Instructions for the task
Copy out each line of the material below that contains the string "following". Treat uppercase and lowercase letters as distinct.

Input

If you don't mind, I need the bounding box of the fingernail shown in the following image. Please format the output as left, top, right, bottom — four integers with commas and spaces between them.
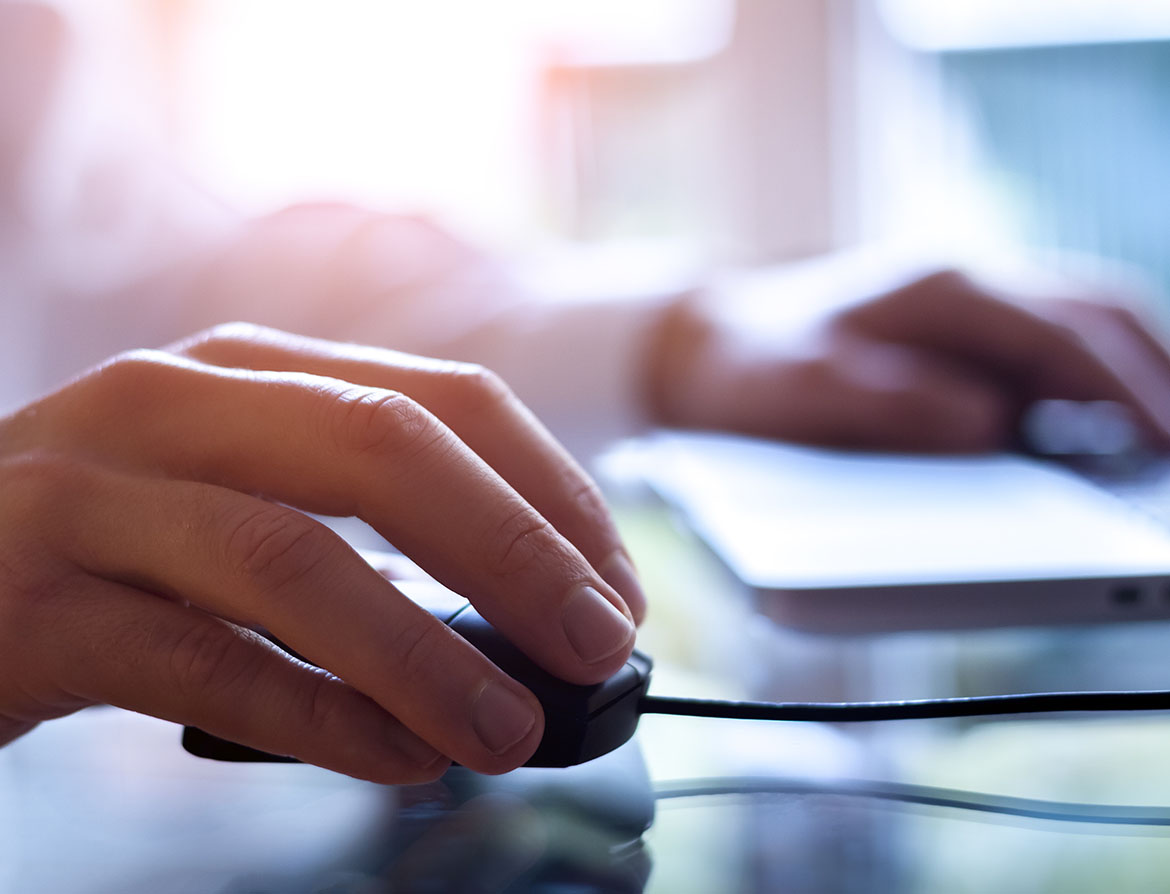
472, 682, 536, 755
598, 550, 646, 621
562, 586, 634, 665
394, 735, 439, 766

...

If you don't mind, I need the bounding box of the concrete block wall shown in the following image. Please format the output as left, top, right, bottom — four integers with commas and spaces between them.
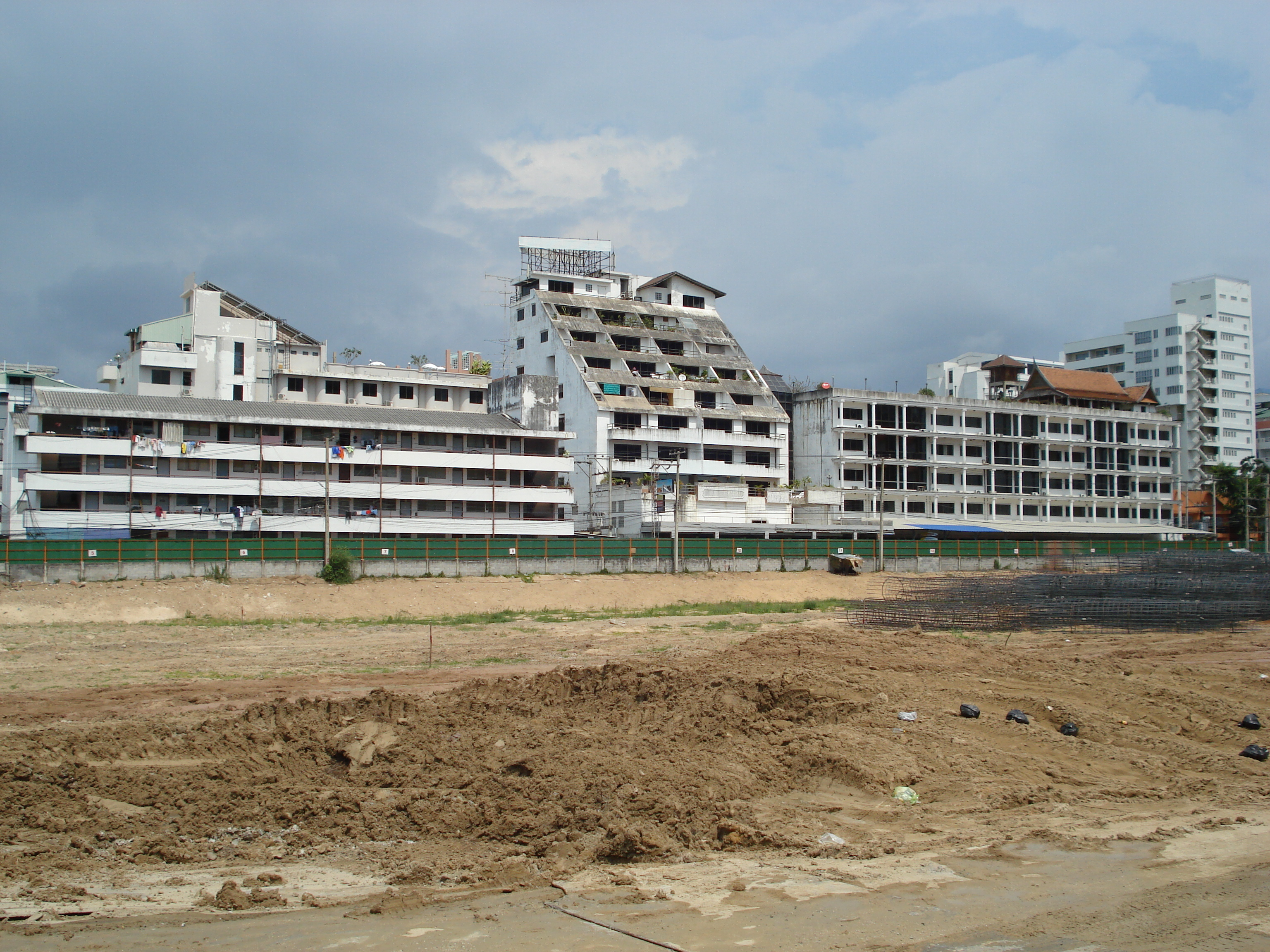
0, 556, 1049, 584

==

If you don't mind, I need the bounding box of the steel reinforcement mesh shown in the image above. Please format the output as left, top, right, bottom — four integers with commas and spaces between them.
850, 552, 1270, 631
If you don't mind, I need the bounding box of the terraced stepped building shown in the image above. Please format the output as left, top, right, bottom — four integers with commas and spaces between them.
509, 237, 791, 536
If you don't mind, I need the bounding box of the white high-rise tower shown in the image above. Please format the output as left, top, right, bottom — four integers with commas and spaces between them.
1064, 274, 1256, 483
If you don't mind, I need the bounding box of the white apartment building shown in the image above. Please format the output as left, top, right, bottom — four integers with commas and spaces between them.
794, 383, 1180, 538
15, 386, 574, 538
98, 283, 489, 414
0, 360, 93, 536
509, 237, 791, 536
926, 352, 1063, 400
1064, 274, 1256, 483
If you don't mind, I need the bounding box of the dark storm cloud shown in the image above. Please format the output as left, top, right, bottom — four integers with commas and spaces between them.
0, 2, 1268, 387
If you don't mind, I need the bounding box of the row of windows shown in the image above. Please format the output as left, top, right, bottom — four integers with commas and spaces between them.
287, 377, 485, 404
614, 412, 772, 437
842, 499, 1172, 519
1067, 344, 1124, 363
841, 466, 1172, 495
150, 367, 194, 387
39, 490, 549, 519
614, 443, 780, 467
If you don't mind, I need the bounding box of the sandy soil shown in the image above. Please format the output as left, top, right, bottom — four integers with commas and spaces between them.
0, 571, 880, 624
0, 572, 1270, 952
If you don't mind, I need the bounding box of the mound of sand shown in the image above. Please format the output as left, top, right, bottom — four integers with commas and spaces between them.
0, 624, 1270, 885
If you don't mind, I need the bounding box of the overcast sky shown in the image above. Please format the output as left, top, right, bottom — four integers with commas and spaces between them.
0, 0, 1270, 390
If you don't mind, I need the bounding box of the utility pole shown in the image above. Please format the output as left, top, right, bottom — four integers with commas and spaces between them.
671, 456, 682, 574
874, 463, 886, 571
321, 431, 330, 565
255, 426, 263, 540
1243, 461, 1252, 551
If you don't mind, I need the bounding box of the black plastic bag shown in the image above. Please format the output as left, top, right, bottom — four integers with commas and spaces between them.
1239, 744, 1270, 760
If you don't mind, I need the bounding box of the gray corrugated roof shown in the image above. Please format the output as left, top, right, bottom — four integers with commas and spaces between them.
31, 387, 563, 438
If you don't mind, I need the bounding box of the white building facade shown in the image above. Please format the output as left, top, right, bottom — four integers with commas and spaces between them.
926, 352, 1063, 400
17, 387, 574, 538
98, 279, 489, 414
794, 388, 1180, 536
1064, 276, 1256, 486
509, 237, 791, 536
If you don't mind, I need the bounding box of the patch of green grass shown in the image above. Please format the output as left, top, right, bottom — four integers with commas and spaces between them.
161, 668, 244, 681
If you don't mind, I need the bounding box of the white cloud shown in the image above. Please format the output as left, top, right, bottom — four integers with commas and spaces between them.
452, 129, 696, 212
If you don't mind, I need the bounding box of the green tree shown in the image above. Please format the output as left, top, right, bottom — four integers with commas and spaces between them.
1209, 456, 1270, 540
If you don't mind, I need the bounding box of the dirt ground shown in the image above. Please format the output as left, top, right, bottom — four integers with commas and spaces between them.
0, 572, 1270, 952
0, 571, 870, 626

Written answer
If you don't mind, I need the bounding box of the fingernail shown in the following image. Please format the output as left, top, right, bottom — four integers with commas and spaces between them.
If you don't mind, I need the bounding box of the concrete block wall shown in the following image. Please format the output as left, top, right, bottom — four integers with commas and spaces between them.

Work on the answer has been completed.